### Task statement
Please read the photo contest text below and say whether each statement agrees with it, answering yes or no and quoting the exact words that decide it. (a) Each photographer could enter at most three images. (b) The judge saw each photographer's name alongside the images. (c) The second round of judging narrowed the field to 66 images.

Season's Greetings for 2013.

We asked our readers to submit their very best photographs of the Thousand Islands. 

Over 60 competitors submitted over 130 wonderful photographs.

As editor of TI Life, I had the pleasure of receiving the submissions.  I gave each a random number and then sent the numbered photographs only (no names) to our judge, TI Life team member, Ian Coristine.

Winners of this year’s contest will receive a copy of Ian Coristine’s award winning book, Water, Wind and Sky.  In addition they will receive their certificate designed by Dave O’Malley, Areographics Creative Services.

I thank all those who submitted their work – you have given me the most wonderful present possible… the ability to continue to enjoy our beautiful River. what we hope will be an annual event.

TI Life’s 2013 Photo Contest

What a pleasure and privilege it is to be able to revisit the River through so many different eyes! Despite limiting the number of entries to a maximum of 3 images per photographer, over 130 were submitted, more than double last year’s submissions.

Once again, Susie Smith, Editor and her husband, Marceli Wein, forwarded them to me blind with only numbers to identify each image. My initial run through found 66 worthy of further consideration. The second more intense round trimmed it to 48 before it became really tough. After some head-scratching and a few agonizing calls, 12 made the final cut and it is this dozen which makes up our podium and 9 “honorable mentions.”

Just like last year, the winning image was easy. It jumped right out at me, but the other picks were far more challenging as several were really good. This process is very reminiscent of choosing final selections for one of my books, a process I always found agonizingly difficult.

The envelope please…


The dawn scene of the Canadian Span is quite simply stunning. I love the warmth in the clouds, mirrored in the water and the sense that both the clouds and their reflection seem to be following the path of the River.

### Data extract
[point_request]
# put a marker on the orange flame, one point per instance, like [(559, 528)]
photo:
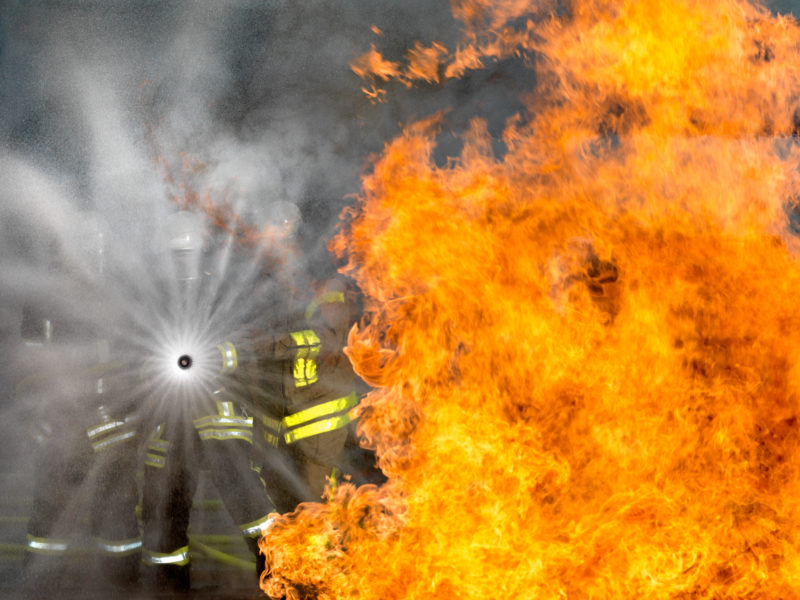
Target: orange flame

### Answer to this exercise
(a) Yes: "limiting the number of entries to a maximum of 3 images per photographer"
(b) No: "forwarded them to me blind with only numbers to identify each image"
(c) No: "The second more intense round trimmed it to 48"